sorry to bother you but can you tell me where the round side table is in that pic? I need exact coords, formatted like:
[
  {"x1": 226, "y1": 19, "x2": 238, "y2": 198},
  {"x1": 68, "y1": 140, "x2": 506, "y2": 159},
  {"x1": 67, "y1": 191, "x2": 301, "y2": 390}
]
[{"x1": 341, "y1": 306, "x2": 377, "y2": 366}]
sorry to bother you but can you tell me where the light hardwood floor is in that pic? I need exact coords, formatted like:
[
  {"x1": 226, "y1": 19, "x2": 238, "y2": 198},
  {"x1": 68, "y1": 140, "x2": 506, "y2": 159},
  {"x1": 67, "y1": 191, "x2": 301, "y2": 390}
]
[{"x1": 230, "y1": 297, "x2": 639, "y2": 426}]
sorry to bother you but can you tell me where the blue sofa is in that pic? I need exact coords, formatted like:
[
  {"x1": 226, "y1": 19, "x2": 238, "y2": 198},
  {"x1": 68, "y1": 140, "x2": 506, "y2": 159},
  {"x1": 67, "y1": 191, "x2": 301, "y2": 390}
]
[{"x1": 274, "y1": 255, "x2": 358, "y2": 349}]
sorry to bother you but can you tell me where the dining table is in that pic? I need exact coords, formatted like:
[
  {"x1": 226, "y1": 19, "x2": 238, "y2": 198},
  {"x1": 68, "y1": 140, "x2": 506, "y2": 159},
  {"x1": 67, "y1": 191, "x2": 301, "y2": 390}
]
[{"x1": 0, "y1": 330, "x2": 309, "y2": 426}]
**********
Nothing may be left out. Copy each line of the listing exactly.

## Answer below:
sorry to bother you but can you tell me where the round side table is in that pic? I need exact coords, formatted like:
[
  {"x1": 226, "y1": 19, "x2": 238, "y2": 198},
  {"x1": 68, "y1": 140, "x2": 506, "y2": 159},
  {"x1": 67, "y1": 191, "x2": 301, "y2": 390}
]
[{"x1": 341, "y1": 306, "x2": 377, "y2": 366}]
sorry to bother you but can you tell me where the light hardwood floor is in that pic? I need exact coords, formatted like:
[
  {"x1": 226, "y1": 19, "x2": 238, "y2": 198},
  {"x1": 68, "y1": 140, "x2": 506, "y2": 159},
  {"x1": 67, "y1": 191, "x2": 301, "y2": 390}
]
[{"x1": 230, "y1": 297, "x2": 639, "y2": 426}]
sorry to bother you but can you tell me where the blue sofa is in that pic? I need exact coords, formatted like:
[
  {"x1": 226, "y1": 19, "x2": 238, "y2": 198},
  {"x1": 68, "y1": 140, "x2": 506, "y2": 159},
  {"x1": 67, "y1": 191, "x2": 301, "y2": 390}
]
[{"x1": 274, "y1": 255, "x2": 358, "y2": 349}]
sorry to bother you but can you tell me where the dining table is in that pic? I need exact coords, formatted like:
[
  {"x1": 226, "y1": 19, "x2": 238, "y2": 198},
  {"x1": 68, "y1": 140, "x2": 506, "y2": 159},
  {"x1": 67, "y1": 191, "x2": 301, "y2": 390}
]
[{"x1": 0, "y1": 330, "x2": 309, "y2": 426}]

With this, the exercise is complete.